#### ИСХОДНЫЙ ТЕКСТ:
□ □ □ □

На следующий день я вновь появился в подвале "дома с петушком" и был встречен возгласом: "А! Воняльное пальто пришло!" Я носил в то время куртку из какой-то очень тяжелой и несгибаемой звериной шкуры, по одним данным тюленьей, по другим - моржовой; куртка была теплая, но издавала ничем не истребимый запах рыбы. Больше всего страдал от него я, не столько даже от запаха, сколько от острот по поводу моей злосчастной куртки. Я остро завидовал Вальке, который где-то раздобыл настоящую кожаную куртку, черную, вытертую на сгибах, на байковой подкладке, - в таких куртках ходили комсомольские активисты и комиссары.

□ □ □ □

#### ДАННЫЕ ДЛЯ АНАЛИЗА:
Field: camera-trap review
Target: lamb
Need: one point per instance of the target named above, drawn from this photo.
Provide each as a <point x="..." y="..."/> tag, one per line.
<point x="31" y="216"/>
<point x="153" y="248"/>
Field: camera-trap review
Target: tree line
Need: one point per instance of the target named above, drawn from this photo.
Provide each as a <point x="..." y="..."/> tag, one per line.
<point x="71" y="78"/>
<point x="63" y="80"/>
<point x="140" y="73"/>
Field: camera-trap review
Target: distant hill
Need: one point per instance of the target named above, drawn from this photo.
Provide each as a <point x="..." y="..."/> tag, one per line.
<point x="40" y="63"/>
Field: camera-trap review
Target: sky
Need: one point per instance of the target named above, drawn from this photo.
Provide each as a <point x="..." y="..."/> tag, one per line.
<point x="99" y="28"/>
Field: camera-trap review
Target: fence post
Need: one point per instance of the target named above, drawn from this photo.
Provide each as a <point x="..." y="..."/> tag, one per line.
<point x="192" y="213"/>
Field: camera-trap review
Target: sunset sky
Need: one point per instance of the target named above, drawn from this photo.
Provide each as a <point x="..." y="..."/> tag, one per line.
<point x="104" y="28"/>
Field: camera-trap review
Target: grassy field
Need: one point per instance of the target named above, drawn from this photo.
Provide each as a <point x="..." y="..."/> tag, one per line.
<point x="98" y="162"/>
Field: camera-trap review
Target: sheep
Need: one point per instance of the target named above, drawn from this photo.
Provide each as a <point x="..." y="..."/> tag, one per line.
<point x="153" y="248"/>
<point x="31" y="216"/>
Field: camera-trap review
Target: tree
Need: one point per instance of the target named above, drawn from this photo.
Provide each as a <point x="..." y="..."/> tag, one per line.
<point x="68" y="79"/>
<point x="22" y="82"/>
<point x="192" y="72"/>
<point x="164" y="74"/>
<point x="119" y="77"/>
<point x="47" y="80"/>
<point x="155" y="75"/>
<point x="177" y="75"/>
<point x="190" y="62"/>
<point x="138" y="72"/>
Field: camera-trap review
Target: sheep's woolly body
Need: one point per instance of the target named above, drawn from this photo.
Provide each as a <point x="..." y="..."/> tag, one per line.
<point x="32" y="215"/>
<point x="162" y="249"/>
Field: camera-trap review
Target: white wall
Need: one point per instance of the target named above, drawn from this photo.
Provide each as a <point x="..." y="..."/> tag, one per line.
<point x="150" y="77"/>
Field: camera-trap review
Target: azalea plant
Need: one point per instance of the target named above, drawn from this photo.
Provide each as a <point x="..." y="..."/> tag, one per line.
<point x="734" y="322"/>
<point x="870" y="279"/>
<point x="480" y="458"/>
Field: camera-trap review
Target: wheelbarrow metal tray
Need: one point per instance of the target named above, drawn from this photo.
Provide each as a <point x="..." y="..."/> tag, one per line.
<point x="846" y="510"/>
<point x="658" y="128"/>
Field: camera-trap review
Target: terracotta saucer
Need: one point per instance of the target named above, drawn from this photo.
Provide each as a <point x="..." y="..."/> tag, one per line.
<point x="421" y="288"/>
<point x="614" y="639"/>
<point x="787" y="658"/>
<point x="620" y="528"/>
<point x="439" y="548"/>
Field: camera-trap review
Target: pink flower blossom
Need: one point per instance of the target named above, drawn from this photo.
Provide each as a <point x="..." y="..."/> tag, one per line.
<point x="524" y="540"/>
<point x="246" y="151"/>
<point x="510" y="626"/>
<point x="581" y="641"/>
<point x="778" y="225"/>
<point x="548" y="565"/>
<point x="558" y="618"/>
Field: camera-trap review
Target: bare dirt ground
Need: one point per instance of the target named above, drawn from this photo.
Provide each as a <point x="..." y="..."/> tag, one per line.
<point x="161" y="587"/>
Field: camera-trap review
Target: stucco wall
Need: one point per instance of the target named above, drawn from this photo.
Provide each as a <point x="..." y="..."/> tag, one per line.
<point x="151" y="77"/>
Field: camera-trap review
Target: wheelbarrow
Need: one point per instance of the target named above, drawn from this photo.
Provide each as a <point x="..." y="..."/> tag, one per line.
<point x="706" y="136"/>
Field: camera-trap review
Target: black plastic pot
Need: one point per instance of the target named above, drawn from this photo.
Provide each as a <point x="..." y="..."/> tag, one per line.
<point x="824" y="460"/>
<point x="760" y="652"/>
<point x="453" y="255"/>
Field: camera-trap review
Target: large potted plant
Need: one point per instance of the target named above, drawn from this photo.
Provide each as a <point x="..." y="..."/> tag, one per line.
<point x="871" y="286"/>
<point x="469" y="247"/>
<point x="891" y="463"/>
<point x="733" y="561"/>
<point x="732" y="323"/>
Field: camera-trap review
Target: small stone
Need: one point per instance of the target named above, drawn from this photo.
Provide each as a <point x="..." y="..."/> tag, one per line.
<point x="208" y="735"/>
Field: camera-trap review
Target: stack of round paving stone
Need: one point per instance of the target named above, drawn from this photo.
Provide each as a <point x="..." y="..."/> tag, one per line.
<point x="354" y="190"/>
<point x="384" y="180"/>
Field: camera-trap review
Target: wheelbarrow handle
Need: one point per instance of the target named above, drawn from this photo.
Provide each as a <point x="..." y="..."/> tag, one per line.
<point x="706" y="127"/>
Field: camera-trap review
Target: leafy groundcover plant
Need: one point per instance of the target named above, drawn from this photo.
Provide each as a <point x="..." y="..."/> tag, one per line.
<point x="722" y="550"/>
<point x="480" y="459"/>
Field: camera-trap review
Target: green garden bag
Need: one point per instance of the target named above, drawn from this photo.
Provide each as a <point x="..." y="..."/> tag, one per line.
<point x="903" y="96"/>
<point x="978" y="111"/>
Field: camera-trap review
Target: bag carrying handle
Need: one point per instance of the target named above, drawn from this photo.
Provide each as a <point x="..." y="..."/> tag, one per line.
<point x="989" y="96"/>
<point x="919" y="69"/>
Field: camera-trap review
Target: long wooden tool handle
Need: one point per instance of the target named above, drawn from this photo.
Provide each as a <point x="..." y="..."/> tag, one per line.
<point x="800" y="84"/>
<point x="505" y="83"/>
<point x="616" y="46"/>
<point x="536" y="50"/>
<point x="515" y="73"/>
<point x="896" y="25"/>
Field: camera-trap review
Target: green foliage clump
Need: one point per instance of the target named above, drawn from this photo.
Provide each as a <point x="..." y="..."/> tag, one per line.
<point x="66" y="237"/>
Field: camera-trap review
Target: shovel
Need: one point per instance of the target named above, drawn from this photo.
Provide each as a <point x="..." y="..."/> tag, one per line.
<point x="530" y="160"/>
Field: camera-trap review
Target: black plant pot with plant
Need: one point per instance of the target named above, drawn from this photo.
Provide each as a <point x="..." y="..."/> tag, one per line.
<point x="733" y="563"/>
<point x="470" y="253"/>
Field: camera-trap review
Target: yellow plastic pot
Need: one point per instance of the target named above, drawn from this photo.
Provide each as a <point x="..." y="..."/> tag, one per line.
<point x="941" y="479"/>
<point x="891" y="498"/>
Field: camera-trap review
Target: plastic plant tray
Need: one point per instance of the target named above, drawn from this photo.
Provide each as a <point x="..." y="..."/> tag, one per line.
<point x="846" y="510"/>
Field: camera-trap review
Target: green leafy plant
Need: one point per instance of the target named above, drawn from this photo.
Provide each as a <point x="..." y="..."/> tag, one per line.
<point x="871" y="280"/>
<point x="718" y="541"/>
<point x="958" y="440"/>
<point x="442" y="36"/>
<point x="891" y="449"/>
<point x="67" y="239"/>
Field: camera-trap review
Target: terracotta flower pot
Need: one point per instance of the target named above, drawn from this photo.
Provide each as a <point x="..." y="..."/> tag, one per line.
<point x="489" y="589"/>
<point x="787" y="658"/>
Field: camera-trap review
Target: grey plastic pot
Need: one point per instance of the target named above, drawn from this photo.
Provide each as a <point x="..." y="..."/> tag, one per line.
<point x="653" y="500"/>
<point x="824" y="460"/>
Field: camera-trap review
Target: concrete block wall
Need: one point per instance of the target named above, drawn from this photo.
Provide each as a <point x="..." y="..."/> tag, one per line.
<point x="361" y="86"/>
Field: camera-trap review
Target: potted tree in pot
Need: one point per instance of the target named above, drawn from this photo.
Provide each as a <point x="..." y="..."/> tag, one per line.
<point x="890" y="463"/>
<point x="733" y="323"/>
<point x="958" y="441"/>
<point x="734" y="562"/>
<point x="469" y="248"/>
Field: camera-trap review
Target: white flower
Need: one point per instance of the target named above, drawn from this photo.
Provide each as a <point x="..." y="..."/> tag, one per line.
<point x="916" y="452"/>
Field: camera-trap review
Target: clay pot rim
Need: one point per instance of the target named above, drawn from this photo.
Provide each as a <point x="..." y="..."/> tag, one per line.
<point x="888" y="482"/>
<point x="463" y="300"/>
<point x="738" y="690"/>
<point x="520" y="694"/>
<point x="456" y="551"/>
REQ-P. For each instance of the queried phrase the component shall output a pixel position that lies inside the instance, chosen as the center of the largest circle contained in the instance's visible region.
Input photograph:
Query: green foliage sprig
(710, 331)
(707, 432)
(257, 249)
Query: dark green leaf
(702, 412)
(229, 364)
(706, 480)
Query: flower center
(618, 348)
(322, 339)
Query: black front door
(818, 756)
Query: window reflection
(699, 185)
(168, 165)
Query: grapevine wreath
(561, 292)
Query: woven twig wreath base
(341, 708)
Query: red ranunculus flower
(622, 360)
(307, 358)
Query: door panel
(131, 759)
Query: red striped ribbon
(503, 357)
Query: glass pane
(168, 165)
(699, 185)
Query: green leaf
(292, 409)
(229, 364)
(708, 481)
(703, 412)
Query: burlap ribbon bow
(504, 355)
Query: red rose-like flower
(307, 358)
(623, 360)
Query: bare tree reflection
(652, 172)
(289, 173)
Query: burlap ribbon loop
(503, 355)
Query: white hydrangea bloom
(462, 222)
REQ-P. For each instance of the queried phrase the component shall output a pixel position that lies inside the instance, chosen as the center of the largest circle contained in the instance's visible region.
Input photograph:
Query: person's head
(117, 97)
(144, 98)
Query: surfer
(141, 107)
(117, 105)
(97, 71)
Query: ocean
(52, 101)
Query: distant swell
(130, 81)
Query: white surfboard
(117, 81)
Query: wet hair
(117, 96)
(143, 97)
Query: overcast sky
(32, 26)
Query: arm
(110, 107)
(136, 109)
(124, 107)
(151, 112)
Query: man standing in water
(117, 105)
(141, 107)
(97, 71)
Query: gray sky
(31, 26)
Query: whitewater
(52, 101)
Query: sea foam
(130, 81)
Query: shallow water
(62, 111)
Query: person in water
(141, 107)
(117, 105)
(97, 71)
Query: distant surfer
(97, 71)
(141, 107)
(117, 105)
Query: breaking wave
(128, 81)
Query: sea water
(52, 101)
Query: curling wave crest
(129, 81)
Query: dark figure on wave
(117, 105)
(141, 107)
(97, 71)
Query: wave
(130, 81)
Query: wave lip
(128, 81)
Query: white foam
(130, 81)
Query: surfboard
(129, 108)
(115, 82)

□ □ □ □

#### УСЛОВИЕ ЗАДАНИЯ:
Продолжите отрывок о куртке из звериной шкуры, начав сразу после его последнего предложения. Записи здесь не используются.

#### РЕЗУЛЬТАТ ВЫПОЛНЕНИЯ:
На этот раз сценическая площадка была оборудована вправо от входа, а зрители сидели на разобранных конструкциях вчерашнего спектакля. Шел мольеровский "Лекарь поневоле". Это был удивительный Мольер - без пудреных париков и шитых камзолов, но зато с истинно мольеровским головокружительным темпом диалога и истинно мольеровской заразительностью. Героев комедии играли юные актеры в спортивных костюмах и туфлях без каблуков, а декорациями служили предметы школьного обихода: учебная доска, лестница-стремянка и несколько табуреток. Театр как бы говорил зрителям: для того чтобы проникнуть в дух Мольера, совсем не обязательно брать напрокат в костюмерной пропахшие нафталином старые кафтаны. Мольера можно играть и в школьном помещении.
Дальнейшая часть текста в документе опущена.